DOCUMENT PASSAGE:

* * *

RBI shifts gear on NBFC liquidity concerns\, says financing condtions in best shape since IL&FS implosion
Kolkata: Non-banking finance companies' access to finances is probably in best shape since the implosion of IL&FS while borrowing cost has also come down, Reserve Bank of India said.
This is significant shift from RBI’s financial stability report released in July which flagged continued liquidity concerns for NBFCs.
“Market financing conditions for NBFCs, which had become challenging, have largely stabilised in the wake of targeted policy measures,” RBI Governor Shaktikanta Das said Thursday.
He said that even as non-food bank credit has slowed to 5.8% year-on-year as on July 8, compared with 12.2% rise in the same period previous fiscal, bank loans to NBFCs grew 25.7% in June. Loans to services rose at 10.7% and housing at 12.5% in the same period.
For AA+ rated three-year NBFC bonds, spreads over similar tenor G-secs have narrowed to 139 basis points on July 31 from 360 basis points on March 26. Commercial papers of NBFCs have softened to 3.80% on July 31 while rates have fallen to 3.40% for non-NBFC borrowers.

* * *

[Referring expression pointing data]
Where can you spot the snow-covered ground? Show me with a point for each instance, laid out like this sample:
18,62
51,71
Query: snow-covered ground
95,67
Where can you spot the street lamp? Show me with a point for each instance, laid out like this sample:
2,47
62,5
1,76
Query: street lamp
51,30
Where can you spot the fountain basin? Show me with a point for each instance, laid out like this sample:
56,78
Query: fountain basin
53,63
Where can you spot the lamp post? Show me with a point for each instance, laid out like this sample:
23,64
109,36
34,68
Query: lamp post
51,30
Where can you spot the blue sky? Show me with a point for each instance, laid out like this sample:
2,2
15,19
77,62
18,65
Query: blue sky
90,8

* * *

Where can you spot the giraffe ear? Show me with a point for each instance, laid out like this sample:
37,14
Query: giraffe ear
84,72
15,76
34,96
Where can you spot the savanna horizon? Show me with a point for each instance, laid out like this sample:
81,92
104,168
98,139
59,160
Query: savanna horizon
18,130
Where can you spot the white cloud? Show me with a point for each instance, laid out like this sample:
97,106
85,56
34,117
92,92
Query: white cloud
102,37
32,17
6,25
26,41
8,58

* * *

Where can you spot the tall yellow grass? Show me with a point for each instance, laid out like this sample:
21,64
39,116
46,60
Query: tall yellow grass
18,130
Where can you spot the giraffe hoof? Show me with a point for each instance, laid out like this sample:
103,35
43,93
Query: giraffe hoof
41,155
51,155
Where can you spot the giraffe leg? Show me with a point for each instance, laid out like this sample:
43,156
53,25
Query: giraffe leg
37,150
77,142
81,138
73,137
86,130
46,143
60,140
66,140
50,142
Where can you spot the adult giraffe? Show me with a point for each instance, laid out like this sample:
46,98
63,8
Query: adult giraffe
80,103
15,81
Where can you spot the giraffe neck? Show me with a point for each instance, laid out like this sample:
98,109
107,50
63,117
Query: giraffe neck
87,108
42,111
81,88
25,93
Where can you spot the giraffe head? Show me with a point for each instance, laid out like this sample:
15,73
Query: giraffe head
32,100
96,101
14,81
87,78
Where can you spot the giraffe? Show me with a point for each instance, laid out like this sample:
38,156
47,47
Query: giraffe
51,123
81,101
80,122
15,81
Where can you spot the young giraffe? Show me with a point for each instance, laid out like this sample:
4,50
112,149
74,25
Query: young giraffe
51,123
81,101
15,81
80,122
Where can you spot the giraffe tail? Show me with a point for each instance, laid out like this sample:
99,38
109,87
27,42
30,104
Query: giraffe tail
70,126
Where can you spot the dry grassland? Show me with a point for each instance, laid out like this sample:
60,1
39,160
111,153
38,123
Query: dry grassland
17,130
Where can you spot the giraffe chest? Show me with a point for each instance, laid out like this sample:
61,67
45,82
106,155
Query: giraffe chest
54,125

* * *

WORK INSTRUCTIONS:
**A)** Answer these questions from the article on NBFC financing conditions:
(i) By what percentage did bank loans to NBFCs grow in June?
(ii) To what level had spreads on AA+ rated three-year NBFC bonds over similar tenor G-secs narrowed on July 31?
(iii) Who said that market financing conditions for NBFCs have largely stabilised?
**B)** Transcribe the article on NBFC financing conditions, starting with "This is significant" and going on through "the same period.".
**C)** Go on with the article on NBFC financing conditions from the point where it stops.

SOLVED TASKS:
**A)**
(i) 25.7%
(ii) 139 basis points
(iii) RBI Governor Shaktikanta Das

**B)**
This is significant shift from RBI’s financial stability report released in July which flagged continued liquidity concerns for NBFCs.
“Market financing conditions for NBFCs, which had become challenging, have largely stabilised in the wake of targeted policy measures,” RBI Governor Shaktikanta Das said Thursday.
He said that even as non-food bank credit has slowed to 5.8% year-on-year as on July 8, compared with 12.2% rise in the same period previous fiscal, bank loans to NBFCs grew 25.7% in June. Loans to services rose at 10.7% and housing at 12.5% in the same period.

**C)**
Das attributed this trend to the “abundant liquidity” made available to the inter-bank system.
Before Thursday’s policy, RBI had announced liquidity measures aggregating to about Rs 9.57 lakh crore since February which is equivalent to about 4.7% of 2019-20 nominal GDP.
“Abundant liquidity has supported other segments of financial markets too. In particular, MFs have stabilised since the Franklin Templeton episode. Assets under management of Debt MFs, which fell to Rs 12.20 lakh crore as on April 29, recovered and improved to Rs 13.89 lakh crore as on July 31,” the governor said.
In the financial stability report, the financial regulator however had raised concerns over possible capital erosion of NBFCs given the enhanced systemic risks in the context of Covid-19 which put to the entire financial system to test.
The capital to risk weighted assets ratio (CRAR) of the NBFC sector has fallen to 19.6% at the end of March 2020 from 26.2% as of March 2015.
About 9,601 NBFCs are registered with the RBI of which 66 are allowed to raise deposit from public and 278 are systemically important. The NBFCs are known to have achieved the last mile connectivity in credit delivery, better than banks, even as their combined balance sheet size is about one fifth of that of scheduled commercial banks.